#### [What you need to do]
1. According to the guest post, what record did the narrator bring to school for the music homework?
2. Reproduce the guest post word for word, from "Guest Post: The" to "about … them babies.".

#### [Text]
** Start **

Guest Post: The Parent at Rest
Parental Intel Wednesday, March 21, 2012I met Ravi Howard at Bread Loaf Writers’ Conference five years ago. When we were introduced, it was first his name (after Indian musician and sitar legend Ravi Shankar) and then his accent (he’s from Alabama) that struck me. Oh, and one other memorable thing? He’s hilarious. Back then, neither of us were parents. Just writers itching to talk about the all-consuming craft and promote our respective debut novels. Cut to 2012: We’re still writers always up for talking shop, but now there’s something else Ravi and I are quite happy to chop it up about … them babies.
Ravi agreed to write a guest post for MMM, and — clearly — there were smiles all around.
——————
The music teacher at my elementary school gave our class a homework assignment. Go home and look through your parents records, and find a rest. A concept introduced to us through our music vocabulary as a silent place in the middle of the sound. With the help of my parents I did my homework, and on the morning of our next class, I got on the bus with a James Brown record. Which one? I don’t remember. We listened to it in class, and there, in the midst of a groove, the band stopped for a split second, before they would start up again. Considering the pace and sound of James Brown, that little piece of quiet made the sound on either side that much better.

** End **

#### [Material]
** Start **

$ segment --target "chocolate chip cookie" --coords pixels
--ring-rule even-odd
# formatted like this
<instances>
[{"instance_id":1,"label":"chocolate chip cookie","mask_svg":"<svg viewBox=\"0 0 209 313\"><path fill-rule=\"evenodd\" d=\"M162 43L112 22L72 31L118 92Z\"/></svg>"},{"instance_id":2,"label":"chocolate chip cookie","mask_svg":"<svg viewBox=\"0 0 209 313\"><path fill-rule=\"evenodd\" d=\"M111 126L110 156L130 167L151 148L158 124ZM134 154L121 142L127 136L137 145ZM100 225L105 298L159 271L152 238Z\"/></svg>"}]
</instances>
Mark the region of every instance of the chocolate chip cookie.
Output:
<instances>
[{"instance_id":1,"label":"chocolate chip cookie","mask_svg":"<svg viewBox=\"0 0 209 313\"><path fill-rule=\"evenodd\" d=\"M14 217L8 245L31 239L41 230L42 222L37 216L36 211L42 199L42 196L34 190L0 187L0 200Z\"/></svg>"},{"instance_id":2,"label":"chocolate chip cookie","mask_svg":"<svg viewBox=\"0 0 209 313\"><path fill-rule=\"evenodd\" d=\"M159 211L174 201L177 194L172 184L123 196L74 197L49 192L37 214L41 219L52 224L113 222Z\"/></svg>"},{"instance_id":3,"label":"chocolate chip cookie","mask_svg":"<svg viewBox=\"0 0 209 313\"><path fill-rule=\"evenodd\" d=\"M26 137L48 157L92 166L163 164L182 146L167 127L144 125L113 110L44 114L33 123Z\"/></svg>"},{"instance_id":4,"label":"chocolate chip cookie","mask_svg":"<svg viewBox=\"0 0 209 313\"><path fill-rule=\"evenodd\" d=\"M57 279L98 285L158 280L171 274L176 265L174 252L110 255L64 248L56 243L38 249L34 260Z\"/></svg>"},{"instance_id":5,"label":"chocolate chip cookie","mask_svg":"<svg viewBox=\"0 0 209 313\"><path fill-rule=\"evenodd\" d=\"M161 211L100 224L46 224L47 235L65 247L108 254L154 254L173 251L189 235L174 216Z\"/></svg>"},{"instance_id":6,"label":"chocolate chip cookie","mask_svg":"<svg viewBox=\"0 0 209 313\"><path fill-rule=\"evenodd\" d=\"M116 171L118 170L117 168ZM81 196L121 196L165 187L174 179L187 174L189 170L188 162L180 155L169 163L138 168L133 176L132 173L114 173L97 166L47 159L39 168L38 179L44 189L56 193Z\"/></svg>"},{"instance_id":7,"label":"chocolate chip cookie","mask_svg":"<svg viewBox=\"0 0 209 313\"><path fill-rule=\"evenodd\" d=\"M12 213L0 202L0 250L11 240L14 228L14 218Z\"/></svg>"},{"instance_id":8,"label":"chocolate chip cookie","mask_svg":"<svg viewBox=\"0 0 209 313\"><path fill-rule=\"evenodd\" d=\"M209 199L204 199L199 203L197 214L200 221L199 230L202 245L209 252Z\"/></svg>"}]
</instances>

** End **

#### [Answers to each task]
1. A James Brown record.

2.
Guest Post: The Parent at Rest
Parental Intel Wednesday, March 21, 2012I met Ravi Howard at Bread Loaf Writers’ Conference five years ago. When we were introduced, it was first his name (after Indian musician and sitar legend Ravi Shankar) and then his accent (he’s from Alabama) that struck me. Oh, and one other memorable thing? He’s hilarious. Back then, neither of us were parents. Just writers itching to talk about the all-consuming craft and promote our respective debut novels. Cut to 2012: We’re still writers always up for talking shop, but now there’s something else Ravi and I are quite happy to chop it up about … them babies.